## Written instruction
Transcribe every line of the records verbatim.

[Data extracted from a collection]
────────────────────

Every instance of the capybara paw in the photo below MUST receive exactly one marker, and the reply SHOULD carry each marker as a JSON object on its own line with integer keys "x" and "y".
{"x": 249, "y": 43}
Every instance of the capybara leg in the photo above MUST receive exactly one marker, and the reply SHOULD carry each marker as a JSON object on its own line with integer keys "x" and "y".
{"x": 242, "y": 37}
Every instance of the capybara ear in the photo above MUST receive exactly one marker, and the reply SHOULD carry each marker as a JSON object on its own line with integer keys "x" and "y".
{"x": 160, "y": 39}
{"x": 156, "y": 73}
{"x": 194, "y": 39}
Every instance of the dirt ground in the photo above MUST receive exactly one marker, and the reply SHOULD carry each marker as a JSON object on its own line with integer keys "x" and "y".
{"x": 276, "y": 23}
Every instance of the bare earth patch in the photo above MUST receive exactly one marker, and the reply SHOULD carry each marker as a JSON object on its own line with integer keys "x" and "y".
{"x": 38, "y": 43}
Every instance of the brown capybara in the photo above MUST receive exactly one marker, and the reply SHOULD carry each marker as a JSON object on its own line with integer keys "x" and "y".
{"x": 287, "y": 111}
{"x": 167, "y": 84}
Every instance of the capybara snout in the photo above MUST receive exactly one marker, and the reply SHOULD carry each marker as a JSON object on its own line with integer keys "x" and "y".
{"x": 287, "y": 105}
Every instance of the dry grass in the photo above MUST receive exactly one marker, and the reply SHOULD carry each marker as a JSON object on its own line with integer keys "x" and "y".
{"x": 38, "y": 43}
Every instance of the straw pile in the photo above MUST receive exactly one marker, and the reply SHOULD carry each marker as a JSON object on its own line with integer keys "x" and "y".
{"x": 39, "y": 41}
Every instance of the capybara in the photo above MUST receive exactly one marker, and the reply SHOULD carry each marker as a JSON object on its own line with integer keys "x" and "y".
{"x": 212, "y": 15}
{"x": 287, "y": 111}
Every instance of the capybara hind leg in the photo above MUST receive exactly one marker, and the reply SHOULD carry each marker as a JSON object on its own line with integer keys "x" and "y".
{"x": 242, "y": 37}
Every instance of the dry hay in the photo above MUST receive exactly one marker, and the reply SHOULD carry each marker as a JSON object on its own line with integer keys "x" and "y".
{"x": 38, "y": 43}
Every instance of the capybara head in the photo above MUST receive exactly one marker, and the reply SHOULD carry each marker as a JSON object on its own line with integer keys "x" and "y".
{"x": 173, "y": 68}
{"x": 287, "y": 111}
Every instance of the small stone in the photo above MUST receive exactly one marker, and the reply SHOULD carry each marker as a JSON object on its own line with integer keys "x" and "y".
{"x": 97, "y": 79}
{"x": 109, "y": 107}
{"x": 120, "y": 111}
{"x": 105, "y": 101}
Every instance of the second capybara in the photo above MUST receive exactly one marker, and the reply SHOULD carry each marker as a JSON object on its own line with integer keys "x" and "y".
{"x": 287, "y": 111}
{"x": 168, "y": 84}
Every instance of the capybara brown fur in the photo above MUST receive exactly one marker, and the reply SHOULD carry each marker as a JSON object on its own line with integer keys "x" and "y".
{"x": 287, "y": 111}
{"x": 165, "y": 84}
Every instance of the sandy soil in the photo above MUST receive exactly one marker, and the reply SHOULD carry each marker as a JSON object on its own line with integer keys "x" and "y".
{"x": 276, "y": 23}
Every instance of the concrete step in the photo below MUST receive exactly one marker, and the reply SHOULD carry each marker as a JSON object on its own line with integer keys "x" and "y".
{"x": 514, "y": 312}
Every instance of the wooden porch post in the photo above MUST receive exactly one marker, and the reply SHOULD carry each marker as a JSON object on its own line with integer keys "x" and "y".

────────────────────

## Answer to the problem
Every instance of the capybara paw in the photo below MUST receive exactly one marker, and the reply SHOULD carry each marker as a JSON object on its own line with integer keys "x" and "y".
{"x": 249, "y": 43}
Every instance of the capybara leg in the photo above MUST receive exactly one marker, and the reply SHOULD carry each marker as a JSON object on its own line with integer keys "x" and "y".
{"x": 242, "y": 37}
Every instance of the capybara ear in the photo above MUST receive exactly one marker, and the reply SHOULD carry each marker as a JSON object on its own line with integer keys "x" and "y".
{"x": 160, "y": 39}
{"x": 156, "y": 73}
{"x": 194, "y": 39}
Every instance of the dirt ground in the photo above MUST receive exactly one marker, and the reply SHOULD carry each marker as a JSON object on its own line with integer keys "x" and "y".
{"x": 276, "y": 23}
Every instance of the bare earth patch in the photo above MUST receive exactly one marker, and the reply SHOULD carry each marker as a JSON object on its own line with integer keys "x" and "y".
{"x": 38, "y": 43}
Every instance of the brown capybara in the photo above MUST receive exactly one marker, and the reply SHOULD carry each marker as a JSON object on its own line with integer keys "x" and "y".
{"x": 287, "y": 111}
{"x": 167, "y": 84}
Every instance of the capybara snout in the photo above MUST receive exactly one marker, and the reply SHOULD carry each marker as a JSON object on its own line with integer keys "x" and "y".
{"x": 287, "y": 105}
Every instance of the dry grass in the photo above MUST receive exactly one marker, and the reply SHOULD carry each marker as a JSON object on its own line with integer keys "x" and "y".
{"x": 38, "y": 43}
Every instance of the straw pile in the photo above MUST receive exactly one marker, and the reply SHOULD carry each marker as a JSON object on its own line with integer keys "x" and "y".
{"x": 39, "y": 41}
Every instance of the capybara in the photo above MUST receive exactly one marker, and the reply SHOULD carry each marker as a JSON object on its own line with integer keys "x" and "y".
{"x": 212, "y": 15}
{"x": 287, "y": 111}
Every instance of the capybara hind leg in the photo above MUST receive exactly one marker, and the reply SHOULD carry each marker as a JSON object on its own line with integer keys "x" and "y".
{"x": 242, "y": 37}
Every instance of the dry hay in the photo above MUST receive exactly one marker, and the reply SHOULD carry each marker as a JSON object on its own line with integer keys "x" and "y".
{"x": 38, "y": 43}
Every instance of the capybara head in the photo above MUST receive exactly one marker, and the reply SHOULD carry each marker as a JSON object on its own line with integer keys "x" and "y".
{"x": 173, "y": 68}
{"x": 287, "y": 111}
Every instance of the small stone in the photo above MUST receive exactly one marker, and the reply SHOULD carry each marker as a JSON object on its own line with integer keys "x" and "y".
{"x": 97, "y": 79}
{"x": 109, "y": 107}
{"x": 120, "y": 111}
{"x": 105, "y": 101}
Every instance of the second capybara in the photo above MUST receive exactly one marker, and the reply SHOULD carry each marker as a JSON object on its own line with integer keys "x" and "y".
{"x": 287, "y": 111}
{"x": 168, "y": 84}
Every instance of the capybara brown fur in the photo above MUST receive exactly one marker, and the reply SHOULD carry each marker as a JSON object on its own line with integer keys "x" and "y".
{"x": 287, "y": 111}
{"x": 165, "y": 84}
Every instance of the sandy soil in the photo above MUST receive exactly one marker, and the reply SHOULD carry each marker as a JSON object on its own line with integer keys "x" and "y".
{"x": 276, "y": 23}
Every instance of the concrete step in the photo below MUST receive exactly one marker, and the reply SHOULD carry each marker as a JSON object on its own line with integer keys "x" and "y".
{"x": 514, "y": 312}
Every instance of the wooden porch post in the photo above MUST receive exactly one marker, and the reply SHOULD carry each marker as a JSON object on its own line with integer keys "x" and "y".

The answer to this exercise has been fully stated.